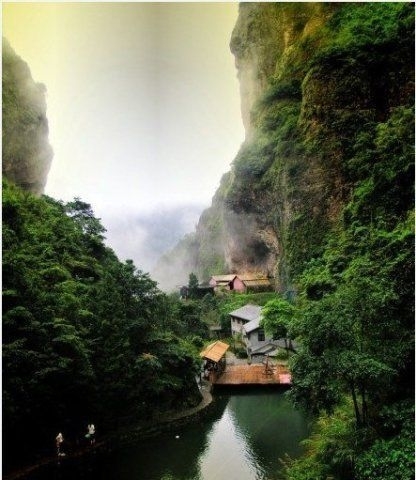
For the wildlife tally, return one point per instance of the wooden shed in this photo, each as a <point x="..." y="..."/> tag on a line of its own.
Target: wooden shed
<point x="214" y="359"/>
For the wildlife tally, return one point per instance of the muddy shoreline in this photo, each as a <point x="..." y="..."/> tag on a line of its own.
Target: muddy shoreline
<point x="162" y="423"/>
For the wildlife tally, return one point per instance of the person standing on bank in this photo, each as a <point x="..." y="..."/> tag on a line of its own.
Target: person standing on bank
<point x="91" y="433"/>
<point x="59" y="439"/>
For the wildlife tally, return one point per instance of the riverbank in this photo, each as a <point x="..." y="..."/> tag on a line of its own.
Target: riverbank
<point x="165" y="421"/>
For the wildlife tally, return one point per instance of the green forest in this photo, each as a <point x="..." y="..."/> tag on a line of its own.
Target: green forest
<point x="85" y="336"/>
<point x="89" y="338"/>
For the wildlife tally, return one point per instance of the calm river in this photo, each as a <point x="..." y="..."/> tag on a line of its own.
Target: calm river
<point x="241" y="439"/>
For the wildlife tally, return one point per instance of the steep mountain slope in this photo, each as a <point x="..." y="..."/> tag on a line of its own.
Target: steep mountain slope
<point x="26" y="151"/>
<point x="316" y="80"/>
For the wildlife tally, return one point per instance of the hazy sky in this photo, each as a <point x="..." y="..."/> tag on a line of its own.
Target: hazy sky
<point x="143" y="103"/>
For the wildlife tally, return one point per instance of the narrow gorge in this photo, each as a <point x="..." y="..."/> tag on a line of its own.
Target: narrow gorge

____________

Problem requirements: Every line above in which the word "gorge" occurs needs to be copied.

Task answer:
For the wildlife tally, return one point per instance of the narrow gorge in this photo, each as a <point x="..." y="..."/> tag on a line of its own.
Target: narrow gorge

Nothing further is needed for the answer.